## Data shown:
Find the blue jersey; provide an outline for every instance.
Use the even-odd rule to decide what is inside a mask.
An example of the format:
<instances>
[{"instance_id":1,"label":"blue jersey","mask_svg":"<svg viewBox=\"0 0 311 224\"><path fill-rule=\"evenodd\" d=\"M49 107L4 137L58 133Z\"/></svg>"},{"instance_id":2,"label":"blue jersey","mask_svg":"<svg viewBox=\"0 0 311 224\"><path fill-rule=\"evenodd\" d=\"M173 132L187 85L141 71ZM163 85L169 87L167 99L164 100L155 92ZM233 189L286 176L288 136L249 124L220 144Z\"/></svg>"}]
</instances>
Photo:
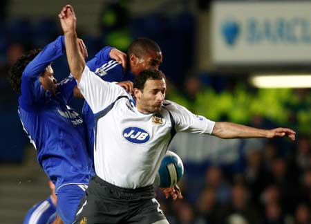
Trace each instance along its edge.
<instances>
[{"instance_id":1,"label":"blue jersey","mask_svg":"<svg viewBox=\"0 0 311 224\"><path fill-rule=\"evenodd\" d=\"M69 76L58 83L55 96L45 91L39 80L48 64L64 53L64 37L59 37L27 65L19 99L19 115L24 130L56 192L64 185L88 184L93 174L84 122L68 105L75 80Z\"/></svg>"},{"instance_id":2,"label":"blue jersey","mask_svg":"<svg viewBox=\"0 0 311 224\"><path fill-rule=\"evenodd\" d=\"M107 82L122 82L126 80L133 81L134 75L129 71L124 73L121 64L109 57L111 48L106 47L100 50L95 57L87 63L88 67L103 80ZM90 157L93 159L94 152L94 114L84 101L82 108L82 116L86 122L88 131L88 149Z\"/></svg>"},{"instance_id":3,"label":"blue jersey","mask_svg":"<svg viewBox=\"0 0 311 224\"><path fill-rule=\"evenodd\" d=\"M25 216L23 224L50 224L56 218L56 207L50 196L35 205Z\"/></svg>"}]
</instances>

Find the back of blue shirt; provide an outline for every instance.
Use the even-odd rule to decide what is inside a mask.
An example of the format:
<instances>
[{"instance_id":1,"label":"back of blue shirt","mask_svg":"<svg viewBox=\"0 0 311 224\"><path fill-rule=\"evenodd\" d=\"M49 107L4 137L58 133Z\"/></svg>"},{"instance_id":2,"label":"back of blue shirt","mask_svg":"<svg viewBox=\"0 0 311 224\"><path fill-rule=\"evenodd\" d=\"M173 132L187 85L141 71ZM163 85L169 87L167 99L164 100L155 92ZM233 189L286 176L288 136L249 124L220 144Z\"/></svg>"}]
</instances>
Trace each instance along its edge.
<instances>
[{"instance_id":1,"label":"back of blue shirt","mask_svg":"<svg viewBox=\"0 0 311 224\"><path fill-rule=\"evenodd\" d=\"M122 82L133 80L133 75L127 71L125 74L121 64L109 57L111 48L106 47L96 54L95 57L87 63L91 71L106 82ZM82 108L82 116L86 122L88 132L88 149L90 157L93 159L94 152L94 114L86 102Z\"/></svg>"},{"instance_id":2,"label":"back of blue shirt","mask_svg":"<svg viewBox=\"0 0 311 224\"><path fill-rule=\"evenodd\" d=\"M64 37L46 46L23 72L19 115L37 149L37 160L55 185L88 184L93 174L87 153L85 124L68 101L77 83L72 76L58 83L56 95L45 91L39 77L64 52Z\"/></svg>"},{"instance_id":3,"label":"back of blue shirt","mask_svg":"<svg viewBox=\"0 0 311 224\"><path fill-rule=\"evenodd\" d=\"M56 218L56 207L50 196L35 205L25 216L23 224L50 224Z\"/></svg>"}]
</instances>

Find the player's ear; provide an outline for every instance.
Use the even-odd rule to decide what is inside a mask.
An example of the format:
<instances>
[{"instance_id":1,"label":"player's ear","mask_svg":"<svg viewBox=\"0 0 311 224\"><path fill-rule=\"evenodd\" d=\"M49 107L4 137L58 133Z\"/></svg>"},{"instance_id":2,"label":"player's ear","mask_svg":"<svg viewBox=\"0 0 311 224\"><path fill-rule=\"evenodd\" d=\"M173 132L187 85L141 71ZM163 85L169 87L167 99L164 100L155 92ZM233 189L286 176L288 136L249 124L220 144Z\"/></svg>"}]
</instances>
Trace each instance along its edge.
<instances>
[{"instance_id":1,"label":"player's ear","mask_svg":"<svg viewBox=\"0 0 311 224\"><path fill-rule=\"evenodd\" d=\"M136 65L137 62L138 62L138 58L134 54L131 54L129 55L129 60L131 66Z\"/></svg>"},{"instance_id":2,"label":"player's ear","mask_svg":"<svg viewBox=\"0 0 311 224\"><path fill-rule=\"evenodd\" d=\"M142 92L140 91L140 90L137 88L134 88L134 89L133 90L133 94L136 99L140 99L141 93Z\"/></svg>"}]
</instances>

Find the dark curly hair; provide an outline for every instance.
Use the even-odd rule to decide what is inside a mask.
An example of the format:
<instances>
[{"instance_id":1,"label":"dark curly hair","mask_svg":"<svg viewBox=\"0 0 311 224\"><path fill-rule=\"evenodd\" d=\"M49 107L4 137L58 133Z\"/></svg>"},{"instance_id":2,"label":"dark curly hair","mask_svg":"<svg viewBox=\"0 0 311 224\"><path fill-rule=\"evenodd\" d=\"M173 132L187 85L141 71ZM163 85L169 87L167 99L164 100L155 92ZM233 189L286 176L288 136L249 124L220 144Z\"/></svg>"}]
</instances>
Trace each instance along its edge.
<instances>
[{"instance_id":1,"label":"dark curly hair","mask_svg":"<svg viewBox=\"0 0 311 224\"><path fill-rule=\"evenodd\" d=\"M159 70L143 70L135 77L133 86L142 91L144 87L144 84L148 80L160 80L162 79L165 80L165 75Z\"/></svg>"},{"instance_id":2,"label":"dark curly hair","mask_svg":"<svg viewBox=\"0 0 311 224\"><path fill-rule=\"evenodd\" d=\"M31 50L17 59L10 70L10 81L15 91L21 92L21 74L25 68L41 51L41 49Z\"/></svg>"},{"instance_id":3,"label":"dark curly hair","mask_svg":"<svg viewBox=\"0 0 311 224\"><path fill-rule=\"evenodd\" d=\"M153 40L141 37L134 40L129 47L128 55L133 54L138 58L141 58L149 51L161 52L159 45Z\"/></svg>"}]
</instances>

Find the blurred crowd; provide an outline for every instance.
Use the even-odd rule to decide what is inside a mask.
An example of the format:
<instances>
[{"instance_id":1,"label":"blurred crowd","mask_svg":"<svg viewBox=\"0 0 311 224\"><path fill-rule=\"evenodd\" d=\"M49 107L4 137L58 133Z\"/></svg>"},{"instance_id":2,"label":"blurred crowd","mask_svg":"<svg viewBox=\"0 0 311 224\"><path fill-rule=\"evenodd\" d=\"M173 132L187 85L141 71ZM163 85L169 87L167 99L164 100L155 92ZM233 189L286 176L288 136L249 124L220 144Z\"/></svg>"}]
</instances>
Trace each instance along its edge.
<instances>
[{"instance_id":1,"label":"blurred crowd","mask_svg":"<svg viewBox=\"0 0 311 224\"><path fill-rule=\"evenodd\" d=\"M285 155L271 141L249 148L238 171L210 165L195 175L186 166L184 200L158 192L161 207L171 224L310 224L310 143L299 136Z\"/></svg>"}]
</instances>

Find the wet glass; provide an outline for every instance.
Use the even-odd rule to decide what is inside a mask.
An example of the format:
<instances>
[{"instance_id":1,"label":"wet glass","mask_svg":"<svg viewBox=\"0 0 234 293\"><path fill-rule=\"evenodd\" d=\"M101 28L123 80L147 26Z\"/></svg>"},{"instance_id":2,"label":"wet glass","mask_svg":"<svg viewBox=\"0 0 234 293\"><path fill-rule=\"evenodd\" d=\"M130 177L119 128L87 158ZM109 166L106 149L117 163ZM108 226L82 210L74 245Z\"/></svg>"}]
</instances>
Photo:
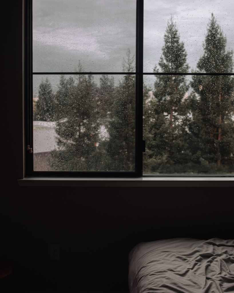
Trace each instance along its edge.
<instances>
[{"instance_id":1,"label":"wet glass","mask_svg":"<svg viewBox=\"0 0 234 293\"><path fill-rule=\"evenodd\" d=\"M234 77L144 76L143 174L234 174Z\"/></svg>"},{"instance_id":2,"label":"wet glass","mask_svg":"<svg viewBox=\"0 0 234 293\"><path fill-rule=\"evenodd\" d=\"M33 76L34 171L135 171L135 75Z\"/></svg>"},{"instance_id":3,"label":"wet glass","mask_svg":"<svg viewBox=\"0 0 234 293\"><path fill-rule=\"evenodd\" d=\"M164 45L168 21L172 16L179 41L184 43L189 67L185 71L179 66L176 69L173 67L171 72L192 72L198 70L198 62L203 54L203 44L212 13L226 37L226 50L234 49L234 8L230 0L144 0L144 72L154 72L155 66L159 72L168 71L168 68L160 67L159 63ZM176 45L173 37L171 40ZM222 72L221 68L212 69L208 68L206 72ZM227 69L226 72L233 71Z\"/></svg>"},{"instance_id":4,"label":"wet glass","mask_svg":"<svg viewBox=\"0 0 234 293\"><path fill-rule=\"evenodd\" d=\"M136 6L136 0L33 0L33 71L124 72L126 52L135 52Z\"/></svg>"}]
</instances>

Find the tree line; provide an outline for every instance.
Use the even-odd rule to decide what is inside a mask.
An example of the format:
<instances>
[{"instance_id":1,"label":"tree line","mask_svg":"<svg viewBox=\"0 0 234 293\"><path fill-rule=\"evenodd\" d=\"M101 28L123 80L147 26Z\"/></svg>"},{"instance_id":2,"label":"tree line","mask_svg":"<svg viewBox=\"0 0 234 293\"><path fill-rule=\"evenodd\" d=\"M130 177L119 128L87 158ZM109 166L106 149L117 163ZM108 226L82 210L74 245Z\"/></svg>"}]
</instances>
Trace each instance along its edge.
<instances>
[{"instance_id":1,"label":"tree line","mask_svg":"<svg viewBox=\"0 0 234 293\"><path fill-rule=\"evenodd\" d=\"M196 72L232 72L233 53L226 43L212 14ZM189 81L185 75L157 74L188 72L187 56L172 17L154 69L154 88L144 85L144 173L232 173L233 77L193 75ZM125 71L134 71L134 61L128 50ZM98 83L91 75L62 75L54 93L48 79L42 81L34 119L57 121L59 149L49 156L54 169L134 170L135 76L126 75L116 83L108 75Z\"/></svg>"}]
</instances>

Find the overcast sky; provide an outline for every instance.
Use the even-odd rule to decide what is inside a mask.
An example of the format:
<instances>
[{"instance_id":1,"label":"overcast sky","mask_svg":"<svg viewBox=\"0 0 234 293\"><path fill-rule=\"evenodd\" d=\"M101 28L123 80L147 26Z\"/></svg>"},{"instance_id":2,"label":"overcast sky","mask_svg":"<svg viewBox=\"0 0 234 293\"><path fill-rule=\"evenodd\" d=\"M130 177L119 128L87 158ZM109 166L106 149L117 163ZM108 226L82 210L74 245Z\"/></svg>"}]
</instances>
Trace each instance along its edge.
<instances>
[{"instance_id":1,"label":"overcast sky","mask_svg":"<svg viewBox=\"0 0 234 293\"><path fill-rule=\"evenodd\" d=\"M234 5L230 0L144 0L144 71L161 53L171 15L185 44L190 71L202 54L212 12L234 48ZM135 50L136 0L33 0L34 72L121 71L128 48ZM41 76L35 76L34 92ZM56 79L55 80L57 80ZM54 81L54 83L55 82Z\"/></svg>"}]
</instances>

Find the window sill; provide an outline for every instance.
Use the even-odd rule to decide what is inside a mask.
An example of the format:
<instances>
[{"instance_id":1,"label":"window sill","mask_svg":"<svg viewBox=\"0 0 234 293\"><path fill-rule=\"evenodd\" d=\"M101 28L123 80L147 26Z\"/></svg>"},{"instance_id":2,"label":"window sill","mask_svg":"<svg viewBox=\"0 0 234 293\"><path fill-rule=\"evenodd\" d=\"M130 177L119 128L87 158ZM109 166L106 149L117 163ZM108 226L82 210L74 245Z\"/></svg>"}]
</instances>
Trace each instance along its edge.
<instances>
[{"instance_id":1,"label":"window sill","mask_svg":"<svg viewBox=\"0 0 234 293\"><path fill-rule=\"evenodd\" d=\"M80 187L230 187L233 177L160 176L137 178L28 177L17 180L20 186Z\"/></svg>"}]
</instances>

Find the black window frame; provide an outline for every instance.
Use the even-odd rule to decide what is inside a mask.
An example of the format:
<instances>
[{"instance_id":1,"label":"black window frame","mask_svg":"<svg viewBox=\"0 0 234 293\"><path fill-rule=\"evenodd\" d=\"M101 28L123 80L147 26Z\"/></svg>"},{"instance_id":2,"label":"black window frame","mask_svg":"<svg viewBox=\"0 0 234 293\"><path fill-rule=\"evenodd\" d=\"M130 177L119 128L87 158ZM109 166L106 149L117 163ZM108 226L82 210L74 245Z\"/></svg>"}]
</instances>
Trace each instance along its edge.
<instances>
[{"instance_id":1,"label":"black window frame","mask_svg":"<svg viewBox=\"0 0 234 293\"><path fill-rule=\"evenodd\" d=\"M26 173L27 176L74 176L78 177L135 177L142 175L143 92L143 1L136 0L136 71L124 72L34 72L32 68L32 2L26 0L25 16L25 85L26 126L25 144L31 148L32 152L27 150L26 153ZM33 144L32 130L32 79L34 74L109 74L115 75L135 75L136 76L135 132L135 171L39 171L33 170Z\"/></svg>"},{"instance_id":2,"label":"black window frame","mask_svg":"<svg viewBox=\"0 0 234 293\"><path fill-rule=\"evenodd\" d=\"M32 2L26 0L25 6L25 143L33 149L32 105L32 79L34 74L103 74L112 75L131 74L136 76L135 171L38 171L33 170L33 150L27 149L25 155L26 176L35 177L234 177L234 175L195 174L143 175L143 152L145 151L145 142L143 139L143 91L144 75L234 75L234 73L199 73L197 72L143 72L144 0L136 0L136 71L135 72L33 72L32 68Z\"/></svg>"}]
</instances>

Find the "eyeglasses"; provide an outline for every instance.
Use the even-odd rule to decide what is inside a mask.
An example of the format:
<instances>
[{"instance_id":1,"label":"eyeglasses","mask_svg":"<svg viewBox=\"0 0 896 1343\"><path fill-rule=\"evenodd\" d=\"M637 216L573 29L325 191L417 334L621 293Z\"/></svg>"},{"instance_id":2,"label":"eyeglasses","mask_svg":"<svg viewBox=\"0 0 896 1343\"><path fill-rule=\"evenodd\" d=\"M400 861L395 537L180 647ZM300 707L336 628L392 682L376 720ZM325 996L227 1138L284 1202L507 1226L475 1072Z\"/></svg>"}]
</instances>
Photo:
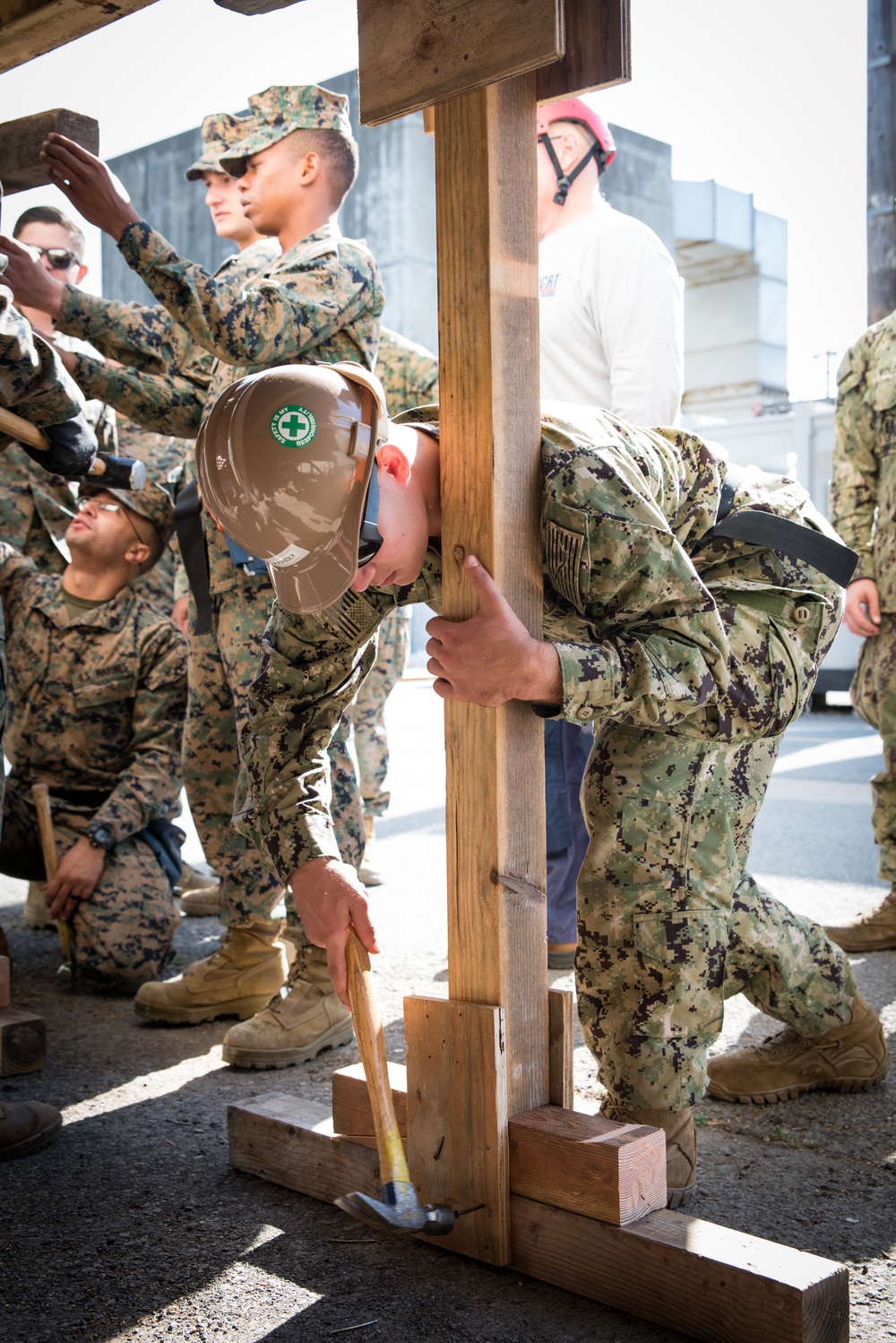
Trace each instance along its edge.
<instances>
[{"instance_id":1,"label":"eyeglasses","mask_svg":"<svg viewBox=\"0 0 896 1343\"><path fill-rule=\"evenodd\" d=\"M123 506L123 504L101 504L91 494L89 494L87 498L85 498L85 500L78 500L78 512L79 513L86 513L89 508L99 509L103 513L123 513L125 517L127 518L127 522L130 524L131 532L134 533L134 536L137 537L137 540L139 541L139 544L141 545L146 545L146 541L142 539L142 536L139 535L139 532L134 526L134 520L130 516L129 509L126 509Z\"/></svg>"},{"instance_id":2,"label":"eyeglasses","mask_svg":"<svg viewBox=\"0 0 896 1343\"><path fill-rule=\"evenodd\" d=\"M70 270L71 266L82 263L78 252L67 252L64 247L35 247L34 243L30 246L32 251L46 257L54 270Z\"/></svg>"},{"instance_id":3,"label":"eyeglasses","mask_svg":"<svg viewBox=\"0 0 896 1343\"><path fill-rule=\"evenodd\" d=\"M380 482L377 481L377 463L373 463L373 474L368 485L368 497L363 502L363 522L358 536L358 568L363 568L376 559L382 545L382 537L377 529L380 520Z\"/></svg>"}]
</instances>

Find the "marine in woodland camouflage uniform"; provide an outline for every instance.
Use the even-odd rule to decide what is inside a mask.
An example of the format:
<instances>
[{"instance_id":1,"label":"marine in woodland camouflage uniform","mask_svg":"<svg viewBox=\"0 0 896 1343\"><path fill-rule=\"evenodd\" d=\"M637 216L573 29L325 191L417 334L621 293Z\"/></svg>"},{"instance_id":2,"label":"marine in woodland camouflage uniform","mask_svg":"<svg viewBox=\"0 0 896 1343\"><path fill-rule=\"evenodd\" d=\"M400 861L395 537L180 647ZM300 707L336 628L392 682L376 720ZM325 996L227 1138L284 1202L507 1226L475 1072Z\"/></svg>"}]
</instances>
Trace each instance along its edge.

## Given problem:
Can you gather every line from the items above that contains the word "overcast"? Letter case counts.

## Completed exercise:
Find the overcast sky; provide an outline for every instance.
[{"instance_id":1,"label":"overcast sky","mask_svg":"<svg viewBox=\"0 0 234 293\"><path fill-rule=\"evenodd\" d=\"M101 28L123 80L147 26Z\"/></svg>"},{"instance_id":2,"label":"overcast sky","mask_svg":"<svg viewBox=\"0 0 234 293\"><path fill-rule=\"evenodd\" d=\"M130 177L119 128L87 158ZM109 166L106 149L117 163ZM108 226L82 210L74 245Z\"/></svg>"}]
[{"instance_id":1,"label":"overcast sky","mask_svg":"<svg viewBox=\"0 0 234 293\"><path fill-rule=\"evenodd\" d=\"M234 5L230 0L144 0L144 71L161 53L171 15L185 44L190 71L202 54L212 12L234 48ZM135 50L136 0L33 0L34 72L121 71L128 48ZM41 76L35 76L34 92ZM56 79L55 80L57 80ZM54 81L54 83L55 82Z\"/></svg>"}]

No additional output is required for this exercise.